▸ **Goal**
Can you print every record below exactly as written?

▸ **Available data**
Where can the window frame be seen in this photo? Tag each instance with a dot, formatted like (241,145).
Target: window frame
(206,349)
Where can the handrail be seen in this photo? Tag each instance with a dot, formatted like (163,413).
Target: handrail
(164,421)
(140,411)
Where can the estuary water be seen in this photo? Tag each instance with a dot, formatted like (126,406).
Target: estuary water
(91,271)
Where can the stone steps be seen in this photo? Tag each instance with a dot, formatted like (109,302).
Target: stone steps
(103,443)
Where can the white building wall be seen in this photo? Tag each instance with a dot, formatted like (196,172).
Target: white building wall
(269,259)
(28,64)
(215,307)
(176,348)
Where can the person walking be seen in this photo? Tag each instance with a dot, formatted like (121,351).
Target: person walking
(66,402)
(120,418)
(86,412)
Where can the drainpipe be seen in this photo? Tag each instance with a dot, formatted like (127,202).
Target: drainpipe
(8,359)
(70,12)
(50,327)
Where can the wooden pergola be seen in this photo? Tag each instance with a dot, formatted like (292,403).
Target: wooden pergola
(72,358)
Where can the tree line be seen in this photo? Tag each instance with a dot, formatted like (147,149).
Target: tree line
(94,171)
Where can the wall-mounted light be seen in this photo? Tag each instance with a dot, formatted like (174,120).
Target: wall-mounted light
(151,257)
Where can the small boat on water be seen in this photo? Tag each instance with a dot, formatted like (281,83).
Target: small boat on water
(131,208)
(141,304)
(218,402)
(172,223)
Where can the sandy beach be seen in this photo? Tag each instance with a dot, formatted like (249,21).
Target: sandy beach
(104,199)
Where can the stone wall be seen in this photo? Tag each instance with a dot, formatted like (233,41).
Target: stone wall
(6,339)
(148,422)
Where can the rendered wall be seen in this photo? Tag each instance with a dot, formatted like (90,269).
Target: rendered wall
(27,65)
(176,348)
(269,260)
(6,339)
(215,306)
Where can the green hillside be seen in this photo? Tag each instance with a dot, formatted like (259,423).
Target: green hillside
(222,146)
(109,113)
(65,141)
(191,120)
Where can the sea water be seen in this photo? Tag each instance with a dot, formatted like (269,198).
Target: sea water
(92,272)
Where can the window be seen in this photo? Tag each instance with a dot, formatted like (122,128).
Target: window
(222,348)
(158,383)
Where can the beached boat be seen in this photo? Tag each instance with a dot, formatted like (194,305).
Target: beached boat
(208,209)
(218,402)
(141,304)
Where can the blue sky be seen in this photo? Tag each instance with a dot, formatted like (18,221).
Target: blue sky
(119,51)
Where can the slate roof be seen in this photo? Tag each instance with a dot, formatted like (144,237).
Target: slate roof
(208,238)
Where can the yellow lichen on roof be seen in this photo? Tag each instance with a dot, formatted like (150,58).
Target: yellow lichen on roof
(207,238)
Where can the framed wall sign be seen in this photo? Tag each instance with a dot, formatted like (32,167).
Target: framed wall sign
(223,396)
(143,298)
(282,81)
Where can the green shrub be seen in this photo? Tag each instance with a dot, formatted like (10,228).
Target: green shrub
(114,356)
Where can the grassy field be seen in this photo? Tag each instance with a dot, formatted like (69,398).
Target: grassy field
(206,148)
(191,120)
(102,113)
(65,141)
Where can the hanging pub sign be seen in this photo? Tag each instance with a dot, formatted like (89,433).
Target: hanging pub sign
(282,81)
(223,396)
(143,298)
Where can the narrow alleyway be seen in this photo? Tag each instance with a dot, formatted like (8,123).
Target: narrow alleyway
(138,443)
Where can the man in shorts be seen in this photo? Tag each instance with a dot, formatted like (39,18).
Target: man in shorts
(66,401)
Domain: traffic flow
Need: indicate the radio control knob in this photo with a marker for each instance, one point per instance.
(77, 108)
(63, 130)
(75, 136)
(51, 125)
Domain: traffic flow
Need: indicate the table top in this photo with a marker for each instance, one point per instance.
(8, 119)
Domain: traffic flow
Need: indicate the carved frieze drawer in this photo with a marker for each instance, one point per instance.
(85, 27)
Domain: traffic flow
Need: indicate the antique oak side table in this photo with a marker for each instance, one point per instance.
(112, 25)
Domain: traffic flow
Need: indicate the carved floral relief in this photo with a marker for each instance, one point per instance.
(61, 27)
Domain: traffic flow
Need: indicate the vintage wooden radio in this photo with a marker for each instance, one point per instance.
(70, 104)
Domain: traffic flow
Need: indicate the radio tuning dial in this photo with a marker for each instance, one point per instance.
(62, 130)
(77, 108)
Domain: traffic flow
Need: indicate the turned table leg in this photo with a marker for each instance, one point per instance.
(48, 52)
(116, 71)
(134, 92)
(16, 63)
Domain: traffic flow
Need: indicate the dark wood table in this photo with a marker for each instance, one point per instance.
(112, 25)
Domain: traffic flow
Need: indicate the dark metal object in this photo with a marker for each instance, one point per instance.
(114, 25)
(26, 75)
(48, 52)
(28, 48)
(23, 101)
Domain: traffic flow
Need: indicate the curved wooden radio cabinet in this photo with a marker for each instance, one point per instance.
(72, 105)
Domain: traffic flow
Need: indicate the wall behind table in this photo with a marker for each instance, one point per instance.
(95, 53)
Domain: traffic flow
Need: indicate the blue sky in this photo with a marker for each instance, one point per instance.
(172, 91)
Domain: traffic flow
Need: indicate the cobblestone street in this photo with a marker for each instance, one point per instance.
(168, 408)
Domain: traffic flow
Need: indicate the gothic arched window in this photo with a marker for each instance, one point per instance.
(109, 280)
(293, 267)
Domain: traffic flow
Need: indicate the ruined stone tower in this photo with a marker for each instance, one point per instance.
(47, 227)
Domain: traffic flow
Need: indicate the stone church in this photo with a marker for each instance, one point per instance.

▸ **Task solution**
Where can the window frame be seen in this photo? Tag each instance with a dot, formatted like (241,145).
Target: window frame
(206,349)
Where can the handrail be seen in this photo? Tag each instance with a dot, formatted like (163,413).
Target: handrail
(164,421)
(140,411)
Where can the estuary water be seen in this photo? Tag each instance with a dot, formatted like (126,406).
Target: estuary water
(91,271)
Where can the stone steps be seen in this photo? Tag each instance with a dot, formatted like (109,302).
Target: stone steps
(103,443)
Where can the white building wall be seen in this photo? Tag each instance with a dot, formatted like (196,172).
Target: white building wall
(269,259)
(28,64)
(215,307)
(176,348)
Where can the person walking be seen in this photo? Tag each instance with a dot, formatted like (121,351).
Target: person walking
(66,402)
(120,418)
(86,412)
Where can the drainpipe be seen in this photo? Tag each instance with a dot, formatted like (127,202).
Target: drainpipe
(8,359)
(70,12)
(50,327)
Where can the wooden pergola be seen in this photo? Tag each instance with a dot, formatted like (292,403).
Target: wooden pergola
(72,358)
Where can the tree line be seen in this photo? Tag each instance with a dot, formatted like (147,149).
Target: tree line
(94,171)
Where can the wall-mounted light be seen in this photo? Tag each instance with a dot, formatted like (174,120).
Target: wall-mounted light
(151,257)
Where can the small boat on water be seen in this photo? Tag each instance with a dot, formatted like (281,83).
Target: small boat on water
(131,208)
(141,304)
(218,402)
(172,223)
Where can the sandy beach be seen in this photo? Tag each instance with a dot, formatted like (249,21).
Target: sandy beach
(104,199)
Where can the stone wall be seen in this photo? Tag each instance with a dot, formatted like (233,41).
Target: stone wall
(6,339)
(148,422)
Where can the rendered wall be seen in this photo? Tag each instance with a dot, formatted like (90,269).
Target: rendered wall
(27,65)
(176,348)
(269,260)
(6,339)
(215,306)
Where can the green hillside be seen in this photo? Tag each instance with a dot, formatted like (259,423).
Target: green hillside
(222,146)
(109,113)
(65,141)
(191,120)
Where can the sea water be seen in this photo? Tag each instance with a dot, formatted like (269,198).
Target: sea water
(92,272)
Where can the window be seen in this photo? Tag each instance with a dot, formatted like (122,128).
Target: window
(222,348)
(158,383)
Where can the beached boat be seen in this photo? Tag each instance with a dot, formatted like (194,305).
Target: beached boat
(208,209)
(218,402)
(141,304)
Where can the blue sky be seen in this photo? Tag each instance with a dot, formatted like (18,221).
Target: blue sky
(119,51)
Where can the slate roof be seen in this photo? Tag each instance with a dot, formatted like (144,237).
Target: slate roof
(208,238)
Where can the yellow lichen on roof be seen in this photo? Tag each instance with a dot, formatted like (150,58).
Target: yellow lichen on roof
(207,238)
Where can the framed wall sign be seen in this photo? Tag each instance with a dot, formatted like (32,167).
Target: framed wall sign
(223,396)
(143,298)
(282,81)
Where can the green shrub be seen in this photo? Tag each instance with a dot, formatted like (10,228).
Target: green shrub
(114,356)
Where can the grassy field be seen in this photo? Tag each instance with a dot, formatted like (69,398).
Target: grassy field
(206,148)
(191,120)
(102,113)
(65,141)
Where can the hanging pub sign be seen in this photo? Tag each instance with a dot, formatted like (89,433).
Target: hanging pub sign
(282,81)
(223,396)
(143,298)
Where can the narrow alleyway be seen in this photo? Tag each instance with a dot, formatted like (8,123).
Target: narrow alleyway
(138,443)
Where can the man in shorts be seen in this photo? Tag each instance with a dot, formatted like (39,18).
Target: man in shorts
(66,401)
Domain: traffic flow
Need: indicate the radio control knob in this photo with a marker for each instance, one point per instance.
(77, 108)
(63, 130)
(75, 136)
(51, 125)
Domain: traffic flow
Need: indicate the table top in this photo with a marker for each instance, one point per instance.
(8, 119)
Domain: traffic flow
Need: indicate the carved frieze drawer in this photo with a marker for each instance, one point per instance.
(85, 27)
Domain: traffic flow
Need: indicate the antique oak side table in this photo with a marker for each instance, one point per instance.
(112, 25)
Domain: traffic flow
Need: indicate the carved floral relief in this photo with a marker for each instance, one point per instance.
(61, 27)
Domain: traffic flow
Need: indicate the vintage wooden radio in this photo with a marker for each instance, one point per instance.
(70, 104)
Domain: traffic flow
Need: indicate the radio tuning dial in this photo with a marker for each instance, one point per instance.
(62, 130)
(77, 108)
Domain: traffic flow
Need: indicate the turned table leg in this photo with a marker for each instance, one point per instance.
(48, 52)
(116, 71)
(134, 92)
(16, 63)
Domain: traffic flow
Need: indicate the dark wood table in this photo with a marker for each instance, one point per instance.
(112, 25)
Domain: traffic flow
Need: indicate the dark metal object in this photo with a marker for each instance, one point per instance.
(114, 25)
(26, 75)
(48, 52)
(28, 48)
(23, 101)
Domain: traffic flow
Need: indicate the curved wooden radio cabinet in this photo with a marker for each instance, one point per instance.
(72, 105)
Domain: traffic flow
Need: indicate the wall behind table in this photo with a marker for each instance, one point per instance.
(95, 53)
Domain: traffic flow
Need: indicate the blue sky in this photo with a marker for each instance, one point per instance.
(172, 91)
Domain: traffic flow
Need: indicate the cobblestone street in this photo with a marker for each instance, one point per instance.
(168, 408)
Domain: traffic flow
Need: indicate the gothic arched window in this photo with a marker for each instance, one point per instance.
(109, 280)
(293, 267)
Domain: traffic flow
Need: indicate the ruined stone tower in this photo with a marker for each instance, one point per instance.
(47, 227)
Domain: traffic flow
Need: indicate the stone church in this photo with a marker for each instance, one point per instance.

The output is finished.